_AUFGABEN_
1. Beantworten Sie anhand des unten stehenden Textes über Sonalis Abholung aus dem Kinderheim die folgenden Fragen.
(a) In welchem Monat und Jahr konnten die beiden Sonali abholen?
(b) Aus welchem Kinderheim in welcher Stadt wurde Sonali abgeholt?
(c) Was musste Bernd Märkle unter dem Beifall der Pflegerinnen zerschlagen?
2. Schreiben Sie den unten stehenden Text über Sonalis Abholung aus dem Kinderheim im Anschluss an seinen letzten Satz weiter.

---------- VORLIEGENDER TEXT

Beim dritten Mal hatten die beiden Glück: Im Dezember 2004 konnten sie die dreijährige Sonali aus dem Kinderheim Preet Mandir in Pune abholen. In einem feierlichen Ritual legte ihnen der Heimleiter Blütenketten  um den Hals und malte den frischgebackenen Eltern einen orangefarbenen Punkt auf die  Stirn. Er bat beide, die Arme nach vorn auszustrecken, dann legte er ihnen das kleine Mädchen im Rüschenkleidchen in die Arme. "Ich hatte wahnsinnig Angst, dass ich in Tränen ausbreche", erinnert sich Elke Fischer. Unter dem Beifall der  Pflegerinnen musste Bernd Märkle noch eine Kokosnuss zerschlagen. Sie zerfiel in kleine Stücke: "Gut so!", kommentierte der Heimleiter, dass bringt Glück!"

--------------------
---------- GEGEBENE DATEN

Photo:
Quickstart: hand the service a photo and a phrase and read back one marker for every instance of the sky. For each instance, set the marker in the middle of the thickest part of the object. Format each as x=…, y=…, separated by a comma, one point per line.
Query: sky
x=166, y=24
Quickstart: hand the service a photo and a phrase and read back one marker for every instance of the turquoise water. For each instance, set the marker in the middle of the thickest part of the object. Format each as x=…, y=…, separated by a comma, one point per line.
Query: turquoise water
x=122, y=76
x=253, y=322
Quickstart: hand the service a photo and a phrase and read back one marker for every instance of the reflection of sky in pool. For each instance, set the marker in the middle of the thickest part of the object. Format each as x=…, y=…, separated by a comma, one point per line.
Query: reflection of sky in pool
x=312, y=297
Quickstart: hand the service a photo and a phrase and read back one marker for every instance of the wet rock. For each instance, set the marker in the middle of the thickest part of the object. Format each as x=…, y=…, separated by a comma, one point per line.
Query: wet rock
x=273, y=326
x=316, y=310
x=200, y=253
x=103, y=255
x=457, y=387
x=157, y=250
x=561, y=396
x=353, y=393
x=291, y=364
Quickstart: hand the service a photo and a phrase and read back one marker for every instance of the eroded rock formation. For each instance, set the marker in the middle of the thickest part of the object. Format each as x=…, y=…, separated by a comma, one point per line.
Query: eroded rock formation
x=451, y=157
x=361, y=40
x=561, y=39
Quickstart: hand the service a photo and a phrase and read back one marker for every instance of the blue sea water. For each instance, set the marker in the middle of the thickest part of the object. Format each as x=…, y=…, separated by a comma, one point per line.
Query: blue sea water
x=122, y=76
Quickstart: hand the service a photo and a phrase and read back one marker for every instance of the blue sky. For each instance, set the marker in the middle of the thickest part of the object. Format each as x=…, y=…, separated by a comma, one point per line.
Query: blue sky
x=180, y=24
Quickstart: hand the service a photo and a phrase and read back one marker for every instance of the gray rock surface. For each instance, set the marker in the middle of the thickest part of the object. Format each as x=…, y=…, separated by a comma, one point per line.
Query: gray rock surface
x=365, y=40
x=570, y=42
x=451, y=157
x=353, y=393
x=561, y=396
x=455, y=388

--------------------

_LÖSUNGEN_
1.
(a) Im Dezember 2004.
(b) Aus dem Kinderheim Preet Mandir in Pune.
(c) Eine Kokosnuss.

2.
Mit der  aus Deutschland mitgebrachten Puppe  kann Sonali zunächst nichts anfangen, denn Spielsachen kennt sie kaum. Auch an den neuen Papa muss sie sich erst gewöhnen,  denn bislang haben sie nur Frauen betreut. Doch am Tag vor dem Rückflug nach Deutschland gibt sie den neuen Eltern zum ersten Mal freiwillig ein Gute-Nachtküsschen. Dann hält sie sich mit je einer Hand an beiden fest und schläft ein.

Und auch Monika Kippelt bekam im Februar dieses Jahres endlich die ersehnte Nachricht: Der Pass ist da, Jegan kann kommen. Schnell schreibt sie noch eine Mail: "Bin total aufgeregt und fertig mit den Nerven, voller Vorfreude und doch noch voller Angst das irgendwo wieder irgendeine Fußangel lauert, mit der niemand rechnet."